### DIRECTIVE
Please pull out every line from the entries below that contains the word "hair", and copy each one in full.

### THE RECORDS
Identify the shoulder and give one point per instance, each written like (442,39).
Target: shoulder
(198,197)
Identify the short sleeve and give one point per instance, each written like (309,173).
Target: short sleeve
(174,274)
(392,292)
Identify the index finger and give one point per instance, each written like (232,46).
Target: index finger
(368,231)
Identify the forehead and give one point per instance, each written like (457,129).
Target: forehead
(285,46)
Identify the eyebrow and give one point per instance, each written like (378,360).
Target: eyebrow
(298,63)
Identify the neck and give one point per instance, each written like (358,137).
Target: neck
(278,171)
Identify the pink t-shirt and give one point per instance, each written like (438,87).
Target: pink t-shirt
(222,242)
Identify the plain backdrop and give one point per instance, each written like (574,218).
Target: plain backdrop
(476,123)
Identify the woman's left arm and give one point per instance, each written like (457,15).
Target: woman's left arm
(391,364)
...
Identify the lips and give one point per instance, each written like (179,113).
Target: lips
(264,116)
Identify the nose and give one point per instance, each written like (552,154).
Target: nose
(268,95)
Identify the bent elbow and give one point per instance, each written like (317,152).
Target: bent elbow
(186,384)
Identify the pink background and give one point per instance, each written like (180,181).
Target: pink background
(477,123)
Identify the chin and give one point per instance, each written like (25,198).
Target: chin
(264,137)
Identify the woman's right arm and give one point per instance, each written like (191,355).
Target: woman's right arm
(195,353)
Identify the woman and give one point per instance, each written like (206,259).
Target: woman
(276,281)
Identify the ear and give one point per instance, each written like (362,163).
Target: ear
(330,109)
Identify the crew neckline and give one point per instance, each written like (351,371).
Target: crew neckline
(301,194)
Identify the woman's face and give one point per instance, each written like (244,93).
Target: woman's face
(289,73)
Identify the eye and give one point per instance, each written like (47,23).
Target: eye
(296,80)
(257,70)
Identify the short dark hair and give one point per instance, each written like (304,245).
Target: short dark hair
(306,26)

### RESPONSE
Identify the short dark hair and give one point per instance, each written like (304,245).
Target: short dark hair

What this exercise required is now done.